→ **Task directions**: Please copy out every one of the entries below word for word, leaving the pictures out of your copy.

============================================================

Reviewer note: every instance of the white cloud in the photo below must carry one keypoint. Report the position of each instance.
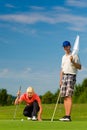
(73, 21)
(9, 6)
(77, 3)
(36, 8)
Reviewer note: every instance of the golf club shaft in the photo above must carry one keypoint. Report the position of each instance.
(55, 107)
(16, 106)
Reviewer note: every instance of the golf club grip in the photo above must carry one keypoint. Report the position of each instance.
(19, 91)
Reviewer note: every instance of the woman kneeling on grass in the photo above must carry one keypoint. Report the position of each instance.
(33, 104)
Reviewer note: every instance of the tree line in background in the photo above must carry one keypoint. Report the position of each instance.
(80, 95)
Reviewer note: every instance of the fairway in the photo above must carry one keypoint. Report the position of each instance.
(47, 125)
(79, 118)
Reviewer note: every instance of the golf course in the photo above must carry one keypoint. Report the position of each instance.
(10, 122)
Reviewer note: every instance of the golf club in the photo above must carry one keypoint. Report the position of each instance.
(55, 107)
(16, 106)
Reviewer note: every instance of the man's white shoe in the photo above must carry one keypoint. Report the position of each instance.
(34, 118)
(28, 118)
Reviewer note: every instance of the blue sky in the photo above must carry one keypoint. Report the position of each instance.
(31, 37)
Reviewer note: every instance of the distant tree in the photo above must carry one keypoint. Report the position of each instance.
(80, 93)
(3, 97)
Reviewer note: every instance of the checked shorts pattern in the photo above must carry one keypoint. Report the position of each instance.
(68, 82)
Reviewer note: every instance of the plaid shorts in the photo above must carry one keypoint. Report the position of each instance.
(68, 83)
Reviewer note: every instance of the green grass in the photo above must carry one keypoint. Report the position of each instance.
(79, 118)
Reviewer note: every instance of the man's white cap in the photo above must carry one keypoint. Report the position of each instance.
(30, 89)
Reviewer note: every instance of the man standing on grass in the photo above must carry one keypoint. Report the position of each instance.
(70, 65)
(33, 104)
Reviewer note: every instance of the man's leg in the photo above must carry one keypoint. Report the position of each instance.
(28, 111)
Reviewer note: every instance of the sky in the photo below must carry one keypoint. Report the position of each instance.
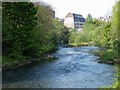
(96, 8)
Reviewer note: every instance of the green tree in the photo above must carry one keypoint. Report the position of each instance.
(17, 25)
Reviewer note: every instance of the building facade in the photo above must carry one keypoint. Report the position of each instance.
(75, 21)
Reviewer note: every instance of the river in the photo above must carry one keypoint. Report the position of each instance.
(75, 67)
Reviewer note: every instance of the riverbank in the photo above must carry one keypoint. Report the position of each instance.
(74, 68)
(9, 64)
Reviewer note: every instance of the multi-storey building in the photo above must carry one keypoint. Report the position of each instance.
(75, 21)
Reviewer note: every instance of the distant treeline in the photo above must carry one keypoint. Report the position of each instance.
(29, 31)
(105, 34)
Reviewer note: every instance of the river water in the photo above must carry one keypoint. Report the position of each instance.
(74, 68)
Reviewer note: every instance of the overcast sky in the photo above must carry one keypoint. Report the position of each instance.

============================================================

→ **Final result**:
Reviewer note: every instance of the white cloud in the photo below must carry one keypoint. Report the position of each instance.
(73, 21)
(9, 6)
(77, 3)
(36, 8)
Reviewer note: every instance of the golf club shaft in the photo above must carry one keypoint. Report the position of each instance.
(55, 107)
(16, 106)
Reviewer note: every instance of the golf club grip in the photo above must carry one keypoint. Report the position of each instance.
(19, 91)
Reviewer note: every instance of the woman kneeling on grass in the photo above must carry one keypoint. Report the position of each instance.
(33, 104)
Reviewer note: every instance of the tree line in background in the photo above must carry one keypoint. Report the position of each instance.
(80, 95)
Reviewer note: every instance of the fairway in the photo above must carry one keypoint. Report the position of each instance.
(47, 125)
(79, 118)
Reviewer note: every instance of the golf course in the photo above must carry one keypoint. Report the position of each instance.
(10, 122)
Reviewer note: every instance of the golf club in the photo above must carry one keypoint. Report the position of each instance.
(55, 107)
(16, 106)
Reviewer note: every instance of the man's white shoe in the photo above must carry one keypoint. Report the position of each instance.
(34, 118)
(28, 118)
Reviewer note: every instance of the blue sky in the photo above must carry one keypoint. Report the position of each instance.
(31, 37)
Reviewer note: every instance of the distant tree in the photo above must carry one keypoint. Report the position of each instance.
(80, 93)
(3, 97)
Reviewer note: every instance of the checked shorts pattern in the photo above must carry one keypoint. Report the position of each instance.
(68, 82)
Reviewer note: every instance of the plaid shorts in the photo above must carry one keypoint. Report the position of each instance.
(68, 83)
Reviewer note: every instance of the green grass in the photo above must carry one keypoint. Report the position of each instance.
(79, 118)
Reviewer note: every instance of the man's white cap in the photo above must carry one keypoint. Report the position of each instance.
(30, 89)
Reviewer note: every instance of the man standing on grass in the photo above must carry one keypoint. Report the position of each instance.
(70, 65)
(33, 104)
Reviewer note: every instance of the man's leg in the photo above must carry one keypoint. Report the position of each instance.
(28, 111)
Reviewer note: every instance of the sky in the photo below must carry one keypoint. Report the position of each instance.
(96, 8)
Reviewer note: every instance of the green tree in the photo above must carry one keypoint. Report the position of each instance.
(17, 25)
Reviewer note: every instance of the building facade in the photo above must carry one keypoint. Report the position of each instance.
(75, 21)
Reviewer note: every instance of the river in the photo above must carry one keypoint. Report the position of each instance.
(75, 67)
Reviewer note: every instance of the riverbank in the photo above must carry one keypoint. Report the position of each instance.
(74, 68)
(9, 64)
Reviewer note: every instance of the multi-storey building in the photo above must carry one keypoint. Report the position of each instance.
(75, 21)
Reviewer note: every instance of the distant treeline in the photo above must carry one keypoint. Report the position of each instance.
(29, 31)
(105, 34)
Reviewer note: every instance of the river water in the photo above must carry one keypoint. Report the position of each instance.
(74, 68)
Reviewer note: every instance of the overcast sky in the photo above must carry one keypoint. Report the position of each instance.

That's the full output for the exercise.